Filter these records by the string "glass", copying each line that holds it.

- [RECORDS SHOWN]:
━━━━━━

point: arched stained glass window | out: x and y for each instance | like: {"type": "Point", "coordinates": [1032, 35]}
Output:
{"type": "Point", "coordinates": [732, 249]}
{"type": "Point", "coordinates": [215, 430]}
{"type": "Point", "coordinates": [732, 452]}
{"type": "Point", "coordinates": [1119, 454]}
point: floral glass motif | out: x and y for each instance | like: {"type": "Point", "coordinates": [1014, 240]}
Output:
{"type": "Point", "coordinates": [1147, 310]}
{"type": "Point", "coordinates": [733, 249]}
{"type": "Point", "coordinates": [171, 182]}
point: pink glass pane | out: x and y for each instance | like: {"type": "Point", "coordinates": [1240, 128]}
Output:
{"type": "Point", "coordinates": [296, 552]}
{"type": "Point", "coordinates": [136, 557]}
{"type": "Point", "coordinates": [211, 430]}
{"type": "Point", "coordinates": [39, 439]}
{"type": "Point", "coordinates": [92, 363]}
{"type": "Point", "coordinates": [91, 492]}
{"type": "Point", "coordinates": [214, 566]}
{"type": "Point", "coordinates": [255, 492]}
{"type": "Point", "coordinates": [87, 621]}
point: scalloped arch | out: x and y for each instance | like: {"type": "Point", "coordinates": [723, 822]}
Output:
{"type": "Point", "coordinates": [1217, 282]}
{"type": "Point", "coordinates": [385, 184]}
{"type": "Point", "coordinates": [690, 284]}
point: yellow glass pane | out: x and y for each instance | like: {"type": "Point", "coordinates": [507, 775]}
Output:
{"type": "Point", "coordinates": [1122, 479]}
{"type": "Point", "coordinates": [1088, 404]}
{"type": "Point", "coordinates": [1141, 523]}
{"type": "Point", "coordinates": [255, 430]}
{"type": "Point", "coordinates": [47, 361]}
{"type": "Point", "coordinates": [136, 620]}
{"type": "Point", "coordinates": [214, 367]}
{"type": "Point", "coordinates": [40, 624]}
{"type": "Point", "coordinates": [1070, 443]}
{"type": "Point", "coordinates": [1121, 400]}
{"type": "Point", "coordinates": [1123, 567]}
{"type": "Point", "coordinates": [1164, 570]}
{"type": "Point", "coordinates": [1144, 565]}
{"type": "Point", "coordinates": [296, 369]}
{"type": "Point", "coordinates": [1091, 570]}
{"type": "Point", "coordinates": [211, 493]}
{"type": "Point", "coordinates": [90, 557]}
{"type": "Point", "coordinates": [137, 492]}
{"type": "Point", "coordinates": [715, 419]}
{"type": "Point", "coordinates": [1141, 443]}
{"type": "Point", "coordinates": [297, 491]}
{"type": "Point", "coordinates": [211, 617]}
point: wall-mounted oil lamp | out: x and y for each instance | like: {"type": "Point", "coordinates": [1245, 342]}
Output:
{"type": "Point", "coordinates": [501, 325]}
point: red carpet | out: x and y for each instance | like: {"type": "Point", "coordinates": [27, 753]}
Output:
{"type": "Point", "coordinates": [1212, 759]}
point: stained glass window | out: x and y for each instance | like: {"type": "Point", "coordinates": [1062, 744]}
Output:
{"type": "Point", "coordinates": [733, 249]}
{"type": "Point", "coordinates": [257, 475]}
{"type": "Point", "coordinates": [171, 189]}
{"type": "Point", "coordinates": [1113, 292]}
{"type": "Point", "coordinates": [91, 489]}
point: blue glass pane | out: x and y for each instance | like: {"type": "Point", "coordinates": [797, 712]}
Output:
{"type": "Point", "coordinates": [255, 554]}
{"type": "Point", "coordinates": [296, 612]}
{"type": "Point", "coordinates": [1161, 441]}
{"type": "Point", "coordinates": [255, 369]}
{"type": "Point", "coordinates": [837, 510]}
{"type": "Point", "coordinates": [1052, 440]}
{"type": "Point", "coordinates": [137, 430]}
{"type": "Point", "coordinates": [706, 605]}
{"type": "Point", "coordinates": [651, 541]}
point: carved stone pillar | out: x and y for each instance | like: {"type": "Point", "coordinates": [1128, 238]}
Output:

━━━━━━

- [ANSWER FOR THE TASK]:
point: arched stained glass window | out: x and y for each instance | like: {"type": "Point", "coordinates": [1032, 35]}
point: floral glass motif | out: x and y for each instance | like: {"type": "Point", "coordinates": [1014, 240]}
point: pink glass pane | out: x and y for each instance | like: {"type": "Point", "coordinates": [1240, 128]}
point: yellow glass pane | out: x and y for each instance | like: {"type": "Point", "coordinates": [507, 775]}
point: stained glass window | out: x and y for each instance | like: {"type": "Point", "coordinates": [1062, 744]}
point: blue glass pane | out: x and y for each instance | like: {"type": "Point", "coordinates": [797, 712]}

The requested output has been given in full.